**CHALLENGE**
Recast the items below as a Markdown table with the columns Row and Line. Cover only the span from the line containing "the bicycle crank" through the end of the items, numbering each row and omitting blank lines.

**RECORDED DATA**
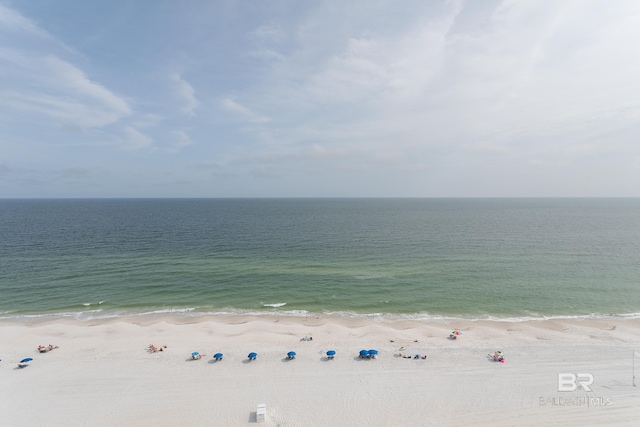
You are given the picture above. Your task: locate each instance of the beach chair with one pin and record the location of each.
(261, 413)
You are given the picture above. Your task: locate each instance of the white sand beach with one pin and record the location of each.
(103, 375)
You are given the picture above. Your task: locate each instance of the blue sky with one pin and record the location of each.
(319, 98)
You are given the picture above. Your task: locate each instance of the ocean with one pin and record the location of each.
(501, 259)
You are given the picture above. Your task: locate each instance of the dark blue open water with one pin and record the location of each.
(417, 258)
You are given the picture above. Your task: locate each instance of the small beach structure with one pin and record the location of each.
(454, 334)
(24, 362)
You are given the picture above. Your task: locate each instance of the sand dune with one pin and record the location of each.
(103, 375)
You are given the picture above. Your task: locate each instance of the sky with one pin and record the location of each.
(338, 98)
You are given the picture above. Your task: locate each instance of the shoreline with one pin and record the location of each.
(102, 373)
(192, 314)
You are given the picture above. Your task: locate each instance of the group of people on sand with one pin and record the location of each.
(415, 356)
(154, 349)
(45, 348)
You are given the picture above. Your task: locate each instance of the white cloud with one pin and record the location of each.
(13, 21)
(186, 93)
(231, 105)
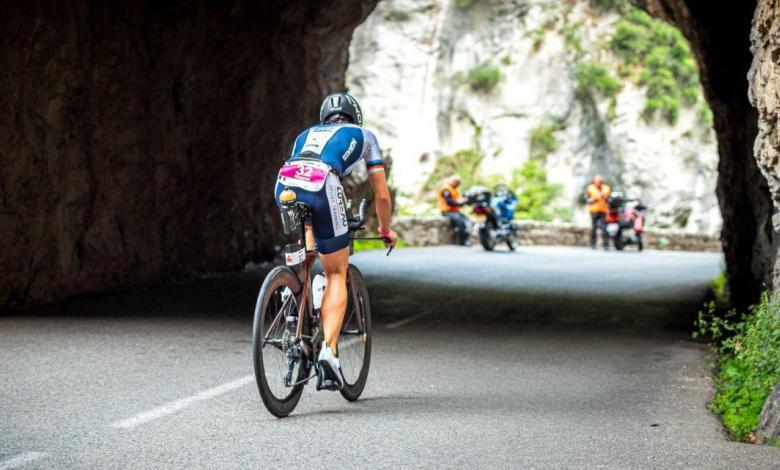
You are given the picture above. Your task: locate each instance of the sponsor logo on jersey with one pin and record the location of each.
(350, 149)
(342, 206)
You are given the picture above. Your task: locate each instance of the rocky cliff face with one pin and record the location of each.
(748, 141)
(411, 63)
(764, 77)
(140, 139)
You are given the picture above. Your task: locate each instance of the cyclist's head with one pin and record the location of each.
(340, 106)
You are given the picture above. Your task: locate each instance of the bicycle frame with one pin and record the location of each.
(304, 298)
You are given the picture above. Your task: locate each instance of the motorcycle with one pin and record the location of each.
(625, 221)
(496, 213)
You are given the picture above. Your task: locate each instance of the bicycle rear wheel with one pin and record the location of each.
(272, 349)
(355, 337)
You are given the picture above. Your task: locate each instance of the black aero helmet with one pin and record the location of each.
(341, 103)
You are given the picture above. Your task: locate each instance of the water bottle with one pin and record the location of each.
(318, 290)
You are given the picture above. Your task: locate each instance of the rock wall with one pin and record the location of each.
(749, 238)
(764, 77)
(409, 63)
(431, 231)
(748, 138)
(140, 139)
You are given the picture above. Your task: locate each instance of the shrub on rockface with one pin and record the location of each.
(594, 78)
(660, 55)
(483, 78)
(748, 350)
(542, 141)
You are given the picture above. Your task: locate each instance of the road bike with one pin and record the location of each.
(287, 333)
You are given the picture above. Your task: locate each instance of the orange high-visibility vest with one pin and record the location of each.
(443, 206)
(600, 196)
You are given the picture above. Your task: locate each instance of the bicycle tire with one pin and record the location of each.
(358, 304)
(280, 277)
(487, 239)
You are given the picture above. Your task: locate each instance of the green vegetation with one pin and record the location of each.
(748, 350)
(537, 197)
(365, 245)
(463, 162)
(542, 141)
(538, 38)
(594, 79)
(484, 77)
(570, 37)
(464, 4)
(663, 60)
(705, 114)
(602, 6)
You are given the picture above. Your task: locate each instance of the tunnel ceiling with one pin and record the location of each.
(720, 35)
(140, 139)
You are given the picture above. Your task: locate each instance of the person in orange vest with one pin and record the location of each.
(598, 192)
(450, 202)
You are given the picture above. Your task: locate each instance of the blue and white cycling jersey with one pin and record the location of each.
(340, 146)
(321, 155)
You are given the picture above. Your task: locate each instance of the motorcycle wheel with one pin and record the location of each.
(617, 240)
(486, 238)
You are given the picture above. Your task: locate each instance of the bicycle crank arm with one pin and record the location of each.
(304, 380)
(384, 239)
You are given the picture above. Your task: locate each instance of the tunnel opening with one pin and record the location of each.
(726, 64)
(140, 138)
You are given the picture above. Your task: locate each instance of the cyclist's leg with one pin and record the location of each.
(334, 302)
(329, 220)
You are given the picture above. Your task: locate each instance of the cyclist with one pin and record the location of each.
(321, 155)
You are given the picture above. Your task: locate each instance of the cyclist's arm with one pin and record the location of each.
(382, 201)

**ANSWER TO THIS PROBLEM**
| Row | Line |
|---|---|
| 1 | You are given the picture above. Your task: locate each instance of the bicycle crank arm with one pin and record the location of each. |
| 2 | (304, 380) |
| 3 | (384, 239) |
| 4 | You are given the picture above. Your task: locate each instance of the tunnel opening with one pin and record the location of each. |
| 5 | (726, 64) |
| 6 | (140, 138) |
| 7 | You are given the picture above. Your task: locate each instance of the cyclist's leg with one pin and record the location of each. |
| 8 | (334, 302) |
| 9 | (329, 220) |
| 10 | You are given the picture above. Your task: locate each instance of the cyclist with one pin and record the location of each. |
| 11 | (321, 155) |
| 12 | You are given the picture above. Your task: locate each instance of the cyclist's arm with one pin and record the location of each. |
| 13 | (382, 201) |